- [SHORT PROBLEM] Beginning with the line containing "Segment the lamp" and ending with the last line of the records, set down every line exactly.

- [ENTRIES SUPPLIED]
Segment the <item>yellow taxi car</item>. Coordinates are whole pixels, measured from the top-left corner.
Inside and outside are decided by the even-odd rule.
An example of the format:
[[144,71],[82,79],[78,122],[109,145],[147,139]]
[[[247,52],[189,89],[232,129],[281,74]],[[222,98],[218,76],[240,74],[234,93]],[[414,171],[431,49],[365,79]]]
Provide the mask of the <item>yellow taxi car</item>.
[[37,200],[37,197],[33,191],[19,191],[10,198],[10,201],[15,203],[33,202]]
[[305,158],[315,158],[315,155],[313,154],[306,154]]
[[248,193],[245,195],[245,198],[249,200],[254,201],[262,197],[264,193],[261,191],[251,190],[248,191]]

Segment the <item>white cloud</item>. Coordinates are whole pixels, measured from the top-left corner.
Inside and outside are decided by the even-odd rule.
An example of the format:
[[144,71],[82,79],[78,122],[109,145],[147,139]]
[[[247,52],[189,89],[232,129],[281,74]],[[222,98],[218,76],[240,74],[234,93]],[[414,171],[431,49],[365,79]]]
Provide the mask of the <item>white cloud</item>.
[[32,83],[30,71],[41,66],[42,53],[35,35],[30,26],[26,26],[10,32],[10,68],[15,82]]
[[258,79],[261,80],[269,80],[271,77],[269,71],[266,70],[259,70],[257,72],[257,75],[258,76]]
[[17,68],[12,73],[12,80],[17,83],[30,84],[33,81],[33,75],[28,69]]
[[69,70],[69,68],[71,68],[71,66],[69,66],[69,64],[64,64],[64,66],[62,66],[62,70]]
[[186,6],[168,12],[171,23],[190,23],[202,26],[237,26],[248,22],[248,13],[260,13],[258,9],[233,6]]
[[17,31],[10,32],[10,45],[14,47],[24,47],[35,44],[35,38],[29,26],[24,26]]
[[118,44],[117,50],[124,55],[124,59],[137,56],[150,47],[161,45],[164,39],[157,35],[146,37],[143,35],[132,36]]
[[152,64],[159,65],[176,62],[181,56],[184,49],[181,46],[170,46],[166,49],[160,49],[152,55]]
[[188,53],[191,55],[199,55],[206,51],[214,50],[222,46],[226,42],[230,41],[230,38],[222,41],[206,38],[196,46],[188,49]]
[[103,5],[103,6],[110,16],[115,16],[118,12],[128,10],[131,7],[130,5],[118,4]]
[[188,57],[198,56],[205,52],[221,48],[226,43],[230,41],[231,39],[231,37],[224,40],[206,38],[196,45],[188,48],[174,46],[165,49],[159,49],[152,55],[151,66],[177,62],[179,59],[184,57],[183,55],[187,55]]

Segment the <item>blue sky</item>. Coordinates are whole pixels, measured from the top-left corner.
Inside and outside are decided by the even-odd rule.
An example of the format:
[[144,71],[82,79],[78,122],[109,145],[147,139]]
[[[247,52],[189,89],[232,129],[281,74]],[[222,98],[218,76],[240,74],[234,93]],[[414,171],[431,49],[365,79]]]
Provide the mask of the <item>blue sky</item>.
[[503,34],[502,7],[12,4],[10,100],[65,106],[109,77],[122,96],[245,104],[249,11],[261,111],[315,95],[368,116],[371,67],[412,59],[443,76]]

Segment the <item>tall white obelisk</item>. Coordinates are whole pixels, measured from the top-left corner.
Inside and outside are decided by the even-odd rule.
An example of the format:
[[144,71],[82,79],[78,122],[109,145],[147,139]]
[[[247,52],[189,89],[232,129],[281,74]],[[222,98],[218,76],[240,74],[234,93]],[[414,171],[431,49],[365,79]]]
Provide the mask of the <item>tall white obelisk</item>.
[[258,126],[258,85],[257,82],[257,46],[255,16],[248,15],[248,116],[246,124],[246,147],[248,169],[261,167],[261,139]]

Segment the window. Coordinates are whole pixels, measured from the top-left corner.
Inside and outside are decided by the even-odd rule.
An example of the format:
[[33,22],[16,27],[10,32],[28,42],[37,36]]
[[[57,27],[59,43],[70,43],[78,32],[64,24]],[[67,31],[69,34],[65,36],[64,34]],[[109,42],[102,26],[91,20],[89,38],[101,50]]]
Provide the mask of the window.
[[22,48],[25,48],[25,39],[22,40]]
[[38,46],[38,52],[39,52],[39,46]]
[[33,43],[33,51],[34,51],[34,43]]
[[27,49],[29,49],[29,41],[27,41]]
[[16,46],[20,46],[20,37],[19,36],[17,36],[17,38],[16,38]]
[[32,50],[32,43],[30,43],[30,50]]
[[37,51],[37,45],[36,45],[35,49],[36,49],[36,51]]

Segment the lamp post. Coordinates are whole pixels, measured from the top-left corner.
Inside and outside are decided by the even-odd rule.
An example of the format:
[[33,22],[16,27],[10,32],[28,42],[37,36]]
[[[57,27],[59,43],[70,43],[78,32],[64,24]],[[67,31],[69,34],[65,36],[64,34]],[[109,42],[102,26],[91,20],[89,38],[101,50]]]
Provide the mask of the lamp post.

- [SOLUTION TO THIS PROBLEM]
Segment the lamp post. Coordinates are whole pixels, measured from the top-left corner.
Inside and outside are decided by the even-odd rule.
An example of the format:
[[33,22],[16,27],[10,32],[28,42],[37,36]]
[[[57,27],[59,43],[70,43],[78,32],[64,24]],[[67,31],[69,34],[65,36],[64,34]],[[109,42],[102,26],[91,20],[89,38],[101,50]]]
Provide the mask of the lamp post.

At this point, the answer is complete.